Fibonacci numbers seem to occur in nature, and it has been suggested that our brains are hardwired to find Fibonacci progressions naturally pleasing, Where they occur in investing is technical analysis, where the "fibs" are suppose to predict the behavior of the stock market. The theory is that the collective "investor mind" must also be hardwired so that interesting things happen at Fibonacci numbers and retracements.
The first person known to use Fibonacci Retracemnets was R.N Elliot, an interesting character born around 1870 who spent the first 60 years of his life as a telegraph operator, railroad executive, and an accountant. While working in Guatemala in 1927 he became seriously ill with an amoebic infection which developed into anemia. There followed five year convalescence. It was during this period, often sitting alone on his porch, that he developed his wave theory of the markets. The Fibonacci series was key to this theory.
Elliot theorized that all major markets could be described by a five-wave series. The Classic Wave series would consist of an initial up wave, a second wave down (often retracing 61.8% of the initial move up), then the third wave (usually the largest) up again, then another retracement, and finally the fifth wave, the last gasp, which would exhaust the movement. He described all sorts of Fibonacci relationships which would occur among these waves. Each wave had its own "character", describing a certain psychological condition of the market. In addition, there was a recursive quality to the system. Each of the major waves (1, 3 and 5) could themselves be separated into five individual sub waves and so on.

§ **Activity 1**: In the text on Fibonacci numbers and investing, which wave of Elliot's Classic Wave series is usually the largest?
§ **Activity 2**: Carry on the text about Fibonacci numbers and Elliot's wave theory, starting after its last sentence.

§ **Provided information**:
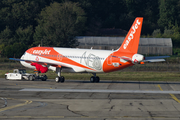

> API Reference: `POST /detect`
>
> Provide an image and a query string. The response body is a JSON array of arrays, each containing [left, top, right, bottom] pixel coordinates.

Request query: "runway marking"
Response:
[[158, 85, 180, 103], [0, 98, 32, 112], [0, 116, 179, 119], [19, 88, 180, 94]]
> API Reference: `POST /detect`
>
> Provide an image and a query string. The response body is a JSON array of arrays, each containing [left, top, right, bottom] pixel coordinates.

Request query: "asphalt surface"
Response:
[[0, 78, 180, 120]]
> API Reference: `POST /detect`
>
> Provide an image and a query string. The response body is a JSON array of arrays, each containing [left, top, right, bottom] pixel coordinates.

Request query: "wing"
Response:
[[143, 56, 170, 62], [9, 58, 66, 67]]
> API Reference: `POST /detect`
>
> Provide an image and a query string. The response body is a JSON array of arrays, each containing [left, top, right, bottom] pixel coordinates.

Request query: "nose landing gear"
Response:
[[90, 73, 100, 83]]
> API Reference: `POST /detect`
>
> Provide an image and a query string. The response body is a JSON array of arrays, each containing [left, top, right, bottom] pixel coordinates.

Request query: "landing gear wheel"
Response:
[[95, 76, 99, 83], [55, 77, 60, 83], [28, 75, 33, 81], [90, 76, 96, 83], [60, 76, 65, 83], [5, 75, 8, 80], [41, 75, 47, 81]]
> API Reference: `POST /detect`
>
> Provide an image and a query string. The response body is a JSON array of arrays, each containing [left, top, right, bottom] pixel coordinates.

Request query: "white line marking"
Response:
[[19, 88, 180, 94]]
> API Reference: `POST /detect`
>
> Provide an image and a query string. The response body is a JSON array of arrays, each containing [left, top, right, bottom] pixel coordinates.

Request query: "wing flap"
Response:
--
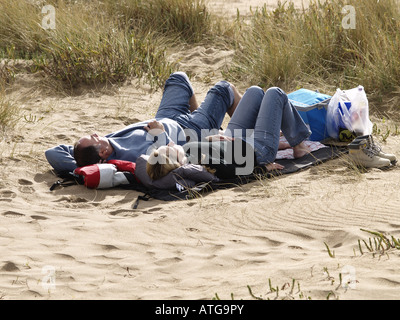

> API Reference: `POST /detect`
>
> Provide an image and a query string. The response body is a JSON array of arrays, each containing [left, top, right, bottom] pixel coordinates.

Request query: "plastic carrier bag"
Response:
==
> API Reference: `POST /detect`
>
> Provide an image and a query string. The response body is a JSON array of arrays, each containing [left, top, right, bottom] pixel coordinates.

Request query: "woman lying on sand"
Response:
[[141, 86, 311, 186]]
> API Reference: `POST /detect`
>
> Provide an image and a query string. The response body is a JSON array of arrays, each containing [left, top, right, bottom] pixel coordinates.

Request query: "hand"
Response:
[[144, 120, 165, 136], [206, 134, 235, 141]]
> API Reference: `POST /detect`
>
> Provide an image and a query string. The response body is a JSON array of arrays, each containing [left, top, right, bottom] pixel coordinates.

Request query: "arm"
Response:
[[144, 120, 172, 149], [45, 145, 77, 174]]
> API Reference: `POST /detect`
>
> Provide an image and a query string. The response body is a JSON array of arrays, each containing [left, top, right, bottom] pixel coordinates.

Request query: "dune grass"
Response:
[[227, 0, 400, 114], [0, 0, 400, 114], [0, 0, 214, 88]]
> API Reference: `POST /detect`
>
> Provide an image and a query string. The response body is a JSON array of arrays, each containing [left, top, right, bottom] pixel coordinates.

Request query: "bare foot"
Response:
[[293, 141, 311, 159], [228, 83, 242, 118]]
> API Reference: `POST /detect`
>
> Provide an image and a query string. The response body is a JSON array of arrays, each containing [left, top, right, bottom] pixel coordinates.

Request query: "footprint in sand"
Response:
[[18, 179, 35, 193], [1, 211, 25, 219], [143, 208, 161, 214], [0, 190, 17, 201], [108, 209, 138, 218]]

§ **Answer section 1**: The third wave.

§ **Answer section 2**:
The problem with this "theory" was that it was a characteristic attempt to force what were true insights into a grand theory of everything. During the 1980's, the Elliot Wave Theory was popularized by Robert Prechter.
, who republished all of Elliot's works in 1980 ("The Major Works of R.N. Elliot" Classic Library). Pretcher fell from grace when he failed to foresee the 1987 stock market crash. The irony about this was in 1978 Pretcher had written book a book on "Elliot Wave Theory" in which he predicted that the Dow Jones Average, then ~ 700-800, would undergo a massive rally in the next decade, topping around 2700-2800, and then undergo a significant decline. Unfortunately, in 1983 he issued a revised estimate for a top ~ 3600, so that in 1987 when the market did top out ~ 2750 and then plunge 1000 points, his many followers, trusting his revised forecast of a top ~ 3600, got their asses kicked and developed a very unfriendly attitude towards Prechter. Since that time the market has of course more then doubled, to high ~ 5800. Having undergone the trauma of disgraced gurudom, Prechter has developed into a pessimistic guy, and most of his writings in the past decade have used Elliot Wave Theory to predict the impending end of Western civilization.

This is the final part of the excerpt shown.